Image point grounding data:
--- START ---
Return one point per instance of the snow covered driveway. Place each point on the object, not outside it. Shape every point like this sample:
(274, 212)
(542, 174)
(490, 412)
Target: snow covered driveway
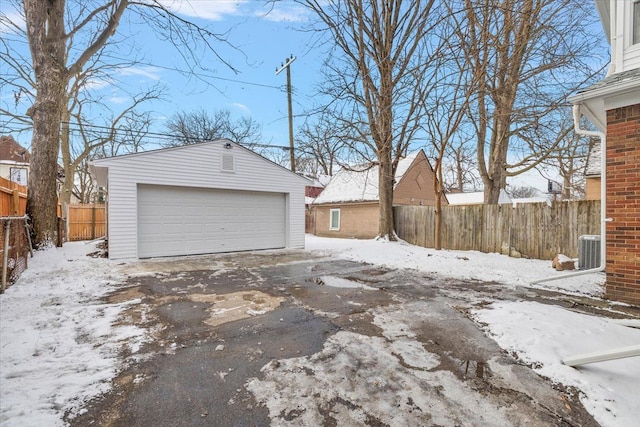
(345, 333)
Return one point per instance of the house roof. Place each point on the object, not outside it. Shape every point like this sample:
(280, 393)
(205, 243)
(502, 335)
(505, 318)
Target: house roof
(318, 180)
(594, 161)
(360, 185)
(11, 151)
(475, 198)
(98, 166)
(598, 97)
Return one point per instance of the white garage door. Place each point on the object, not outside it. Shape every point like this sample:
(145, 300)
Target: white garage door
(188, 221)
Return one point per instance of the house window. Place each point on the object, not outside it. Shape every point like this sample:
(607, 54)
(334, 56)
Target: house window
(636, 22)
(334, 219)
(19, 175)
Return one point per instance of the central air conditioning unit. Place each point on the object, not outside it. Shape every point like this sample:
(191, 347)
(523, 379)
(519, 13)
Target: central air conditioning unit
(588, 252)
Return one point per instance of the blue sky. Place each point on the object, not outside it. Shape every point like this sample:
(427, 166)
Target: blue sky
(261, 36)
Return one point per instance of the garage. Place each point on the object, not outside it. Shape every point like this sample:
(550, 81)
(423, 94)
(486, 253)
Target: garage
(209, 197)
(187, 221)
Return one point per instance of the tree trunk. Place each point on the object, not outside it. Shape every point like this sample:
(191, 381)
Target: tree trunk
(45, 29)
(385, 182)
(65, 149)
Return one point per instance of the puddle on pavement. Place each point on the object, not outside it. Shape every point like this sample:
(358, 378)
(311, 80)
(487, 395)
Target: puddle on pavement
(471, 367)
(125, 295)
(236, 305)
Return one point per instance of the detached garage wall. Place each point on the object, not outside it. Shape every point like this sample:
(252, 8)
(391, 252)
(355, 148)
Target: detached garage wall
(195, 166)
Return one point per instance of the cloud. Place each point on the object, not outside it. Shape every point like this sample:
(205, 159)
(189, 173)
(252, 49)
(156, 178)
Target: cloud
(152, 73)
(211, 10)
(285, 13)
(242, 107)
(118, 99)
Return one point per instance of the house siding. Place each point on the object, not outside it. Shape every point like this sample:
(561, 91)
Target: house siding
(194, 166)
(592, 188)
(416, 186)
(357, 220)
(623, 204)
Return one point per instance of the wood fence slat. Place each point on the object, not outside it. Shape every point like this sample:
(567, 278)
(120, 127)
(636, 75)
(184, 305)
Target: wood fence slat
(536, 230)
(86, 222)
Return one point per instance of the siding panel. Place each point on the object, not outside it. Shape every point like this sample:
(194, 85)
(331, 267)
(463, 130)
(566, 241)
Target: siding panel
(194, 166)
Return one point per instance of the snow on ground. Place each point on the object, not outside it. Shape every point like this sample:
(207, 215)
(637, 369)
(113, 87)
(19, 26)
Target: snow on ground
(59, 339)
(58, 343)
(373, 381)
(456, 264)
(543, 335)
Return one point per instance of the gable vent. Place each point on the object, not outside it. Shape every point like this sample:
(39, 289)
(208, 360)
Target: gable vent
(228, 163)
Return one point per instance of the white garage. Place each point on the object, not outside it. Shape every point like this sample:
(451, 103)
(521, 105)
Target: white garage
(179, 221)
(198, 199)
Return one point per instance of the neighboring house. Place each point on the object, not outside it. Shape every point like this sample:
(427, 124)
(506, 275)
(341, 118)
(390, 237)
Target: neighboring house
(349, 205)
(593, 183)
(311, 191)
(14, 160)
(475, 198)
(204, 198)
(318, 182)
(613, 106)
(522, 201)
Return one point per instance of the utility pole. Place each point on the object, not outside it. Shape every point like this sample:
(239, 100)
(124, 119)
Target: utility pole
(287, 65)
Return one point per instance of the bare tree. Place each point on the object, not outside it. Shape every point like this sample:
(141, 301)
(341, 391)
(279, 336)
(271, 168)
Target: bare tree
(379, 56)
(199, 126)
(63, 38)
(526, 56)
(446, 106)
(570, 160)
(321, 145)
(460, 167)
(522, 192)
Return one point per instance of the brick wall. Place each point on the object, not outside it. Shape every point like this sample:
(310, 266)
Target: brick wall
(623, 204)
(357, 220)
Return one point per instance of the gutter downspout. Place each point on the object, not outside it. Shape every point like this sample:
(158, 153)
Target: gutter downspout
(603, 199)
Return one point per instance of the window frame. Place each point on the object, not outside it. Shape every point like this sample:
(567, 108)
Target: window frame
(16, 174)
(332, 226)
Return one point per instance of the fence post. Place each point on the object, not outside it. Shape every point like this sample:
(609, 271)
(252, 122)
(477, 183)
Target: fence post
(15, 199)
(93, 222)
(5, 255)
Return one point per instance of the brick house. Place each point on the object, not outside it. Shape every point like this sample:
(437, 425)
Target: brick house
(613, 106)
(349, 205)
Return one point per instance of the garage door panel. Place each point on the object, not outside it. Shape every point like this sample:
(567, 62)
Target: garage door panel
(182, 221)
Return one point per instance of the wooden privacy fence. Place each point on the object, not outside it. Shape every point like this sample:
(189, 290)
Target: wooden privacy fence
(86, 222)
(536, 230)
(13, 198)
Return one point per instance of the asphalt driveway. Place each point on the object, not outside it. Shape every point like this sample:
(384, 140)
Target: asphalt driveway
(289, 338)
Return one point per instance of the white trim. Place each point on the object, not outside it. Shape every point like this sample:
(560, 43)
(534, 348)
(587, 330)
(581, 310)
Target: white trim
(332, 226)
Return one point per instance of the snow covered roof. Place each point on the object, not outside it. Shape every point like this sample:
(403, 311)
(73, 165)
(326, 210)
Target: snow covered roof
(594, 161)
(539, 199)
(359, 185)
(318, 180)
(475, 198)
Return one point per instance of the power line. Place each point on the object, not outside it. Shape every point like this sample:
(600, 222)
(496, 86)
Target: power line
(103, 131)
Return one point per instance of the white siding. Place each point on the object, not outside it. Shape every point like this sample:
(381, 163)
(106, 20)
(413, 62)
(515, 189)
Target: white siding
(198, 166)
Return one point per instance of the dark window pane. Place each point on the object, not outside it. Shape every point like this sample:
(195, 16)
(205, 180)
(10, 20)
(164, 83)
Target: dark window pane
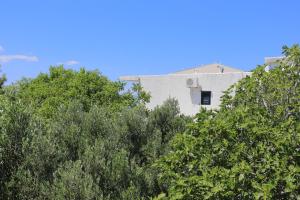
(205, 97)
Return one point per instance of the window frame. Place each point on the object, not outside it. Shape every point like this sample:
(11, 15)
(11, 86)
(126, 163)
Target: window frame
(206, 94)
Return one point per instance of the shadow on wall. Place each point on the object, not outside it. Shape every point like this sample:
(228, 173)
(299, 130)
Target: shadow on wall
(195, 95)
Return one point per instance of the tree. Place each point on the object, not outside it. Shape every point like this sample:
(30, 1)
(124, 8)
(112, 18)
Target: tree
(48, 92)
(249, 149)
--- END ---
EXERCISE AIM »
With the pictures stripped out, return each record word for word.

RESPONSE BOX »
Return one point per instance of the snow covered driveway. Place each point on the object, not outside it. Shape every point like this sample:
(274, 212)
(542, 174)
(490, 412)
Target: snow covered driveway
(345, 333)
Return one point per instance of the house roof. Place each point on the object, not outside it. Shape every point like this sample:
(280, 393)
(205, 243)
(502, 335)
(505, 318)
Target: house roof
(318, 180)
(594, 161)
(360, 185)
(11, 151)
(475, 198)
(98, 166)
(598, 97)
Return one point per instance of the white garage door. Place each point on the object, not outside it. Shape every point like this sample:
(145, 300)
Target: white garage door
(188, 221)
Return one point per instance of the house window. Place each point on the object, not outside it. Shape every point like this sample:
(607, 54)
(334, 56)
Target: house window
(636, 22)
(334, 219)
(19, 175)
Return one point per instance of the central air conditioning unit. Place each point on the object, not outside it. Shape every point like this sample:
(191, 347)
(523, 379)
(519, 13)
Target: central air conditioning unit
(588, 252)
Return one point per instance of the blue sky. Place each point on the object, not outside it. Shape every point like this sample:
(427, 166)
Target: blue sky
(261, 36)
Return one point per instance of the garage. Place each point on the object, not outside it. Shape every point like this sample:
(550, 81)
(423, 94)
(486, 253)
Target: garage
(209, 197)
(187, 221)
Return one point per instance of the tree trunk. Place each point on the object, not outside it. Shape every point like this sample:
(191, 381)
Target: tree trunk
(45, 29)
(385, 182)
(65, 149)
Return one point per instance of the puddle on pavement. Place each point on the object, not outside it. Shape every point like this sample:
(358, 378)
(311, 80)
(487, 395)
Target: puddle on pavement
(471, 367)
(125, 295)
(236, 305)
Return one point per instance of the detached garage wall. Place each point on the object, not outside it. Shape every point like this sample:
(252, 8)
(391, 252)
(355, 148)
Target: detached garage wall
(195, 166)
Return one point per instance of the cloud. Place each point on the object, not outside it. Shape every point like this sample:
(205, 159)
(189, 173)
(252, 49)
(156, 178)
Target: cloud
(152, 73)
(211, 10)
(285, 13)
(242, 107)
(118, 99)
Return one point per instance of the house siding. Place each point on the object, not outside it. Shape every point like this sample:
(561, 91)
Target: house siding
(194, 166)
(592, 188)
(416, 186)
(357, 220)
(623, 204)
Return one point per instance of the wood fence slat. Place each point on the object, not outside it. Shape every point like this sample:
(567, 278)
(120, 127)
(636, 75)
(184, 305)
Target: wood fence slat
(536, 230)
(86, 222)
Return one point per instance of the siding panel. Place each point on the object, not outside it. Shape every point like this sample:
(194, 85)
(331, 267)
(463, 130)
(566, 241)
Target: siding panel
(194, 166)
Return one point per instance of the snow on ground. Place each point on the object, not outside it. Shape every point like this sample:
(207, 215)
(637, 369)
(113, 87)
(19, 26)
Target: snow on ground
(59, 339)
(58, 343)
(373, 381)
(456, 264)
(543, 335)
Return one point per instance of the gable vent. Place each point on the object, not outside it. Shape every point like this sample:
(39, 289)
(208, 360)
Target: gable vent
(228, 163)
Return one point per instance of the white garage. Place each point on the object, not outside it. Shape every point like this sample:
(451, 103)
(521, 105)
Target: white garage
(179, 221)
(198, 199)
Return one point per instance of the neighboring house. Place each point on the object, not outside it. Shape every point like this sample:
(427, 124)
(506, 275)
(341, 118)
(390, 237)
Target: neighboring house
(349, 205)
(593, 183)
(311, 191)
(14, 160)
(475, 198)
(204, 198)
(318, 182)
(613, 106)
(522, 201)
Return one point per instance of the utility pole. Place each point on the object, not outside it. Shape every point like this sample:
(239, 100)
(124, 119)
Target: utility pole
(287, 65)
Return one point per instance of the bare tree. Place each point on the object, not outside it. Shape every point like this sample:
(141, 301)
(341, 391)
(279, 336)
(271, 168)
Target: bare tree
(379, 56)
(199, 126)
(63, 38)
(526, 56)
(446, 106)
(570, 160)
(321, 145)
(460, 167)
(522, 192)
Return one point per instance of the brick wall. Place each point on the object, not outside it. Shape every point like this sample:
(310, 266)
Target: brick wall
(623, 204)
(357, 220)
Return one point per instance of the gutter downspout. Place each point on the object, not outside it. Shape every point like this sample:
(158, 153)
Target: gutter downspout
(603, 199)
Return one point per instance of the window frame. Place each point on the object, not outside it. Shape every point like this sample:
(567, 108)
Target: window frame
(16, 174)
(332, 226)
Return one point per instance of the fence post. Place each point on the object, not outside it. Shape every point like this sample:
(609, 271)
(252, 122)
(477, 183)
Target: fence post
(15, 199)
(93, 222)
(5, 255)
Return one point per instance of the brick house. Place each point on the object, not outside it. Shape every point like this sample:
(437, 425)
Target: brick house
(613, 106)
(349, 205)
Return one point per instance of the garage door panel. Place each point on the object, not outside it. Shape every point like this sample:
(567, 62)
Target: garage door panel
(182, 221)
Return one point per instance of the wooden privacy fence. Place each point on the object, not outside it. Shape every point like this sample:
(189, 290)
Target: wooden privacy fence
(86, 222)
(536, 230)
(13, 198)
Return one point per instance of the asphalt driveway. Place each point on the object, not outside it. Shape every point like this sample:
(384, 140)
Target: asphalt driveway
(289, 338)
Return one point per instance of the white trim. Place each point on the object, not outside it. Shape every point like this sample:
(560, 43)
(534, 348)
(587, 330)
(581, 310)
Target: white trim
(332, 226)
Return one point per instance of the snow covered roof. Place each point on the object, not outside it. Shape every point like this sample:
(403, 311)
(73, 165)
(326, 210)
Target: snow covered roof
(594, 161)
(539, 199)
(359, 185)
(318, 180)
(475, 198)
Return one point per instance of the power line. Place each point on the object, not outside it. Shape every point like this sample:
(600, 222)
(496, 86)
Target: power line
(103, 131)
Return one point per instance of the white siding. Place each point on the object, not outside it. Shape every point like this sample:
(381, 163)
(106, 20)
(413, 62)
(515, 189)
Target: white siding
(198, 166)
Return one point per instance of the dark window pane. Place each point on the object, not outside it. Shape every point like this sample:
(195, 16)
(205, 180)
(10, 20)
(164, 83)
Target: dark window pane
(205, 97)
Return one point per instance of the window frame. Place each point on the object, not outside it. Shape every point like this sample:
(11, 15)
(11, 86)
(126, 163)
Target: window frame
(206, 94)
Return one point per instance of the shadow on wall. Place each point on the object, not outside it. Shape every point like this sample:
(228, 173)
(299, 130)
Target: shadow on wall
(195, 95)
Return one point per instance of the tree. Place each point on the object, not outside it. Shape every point like this sample:
(30, 1)
(124, 8)
(112, 18)
Target: tree
(48, 92)
(249, 149)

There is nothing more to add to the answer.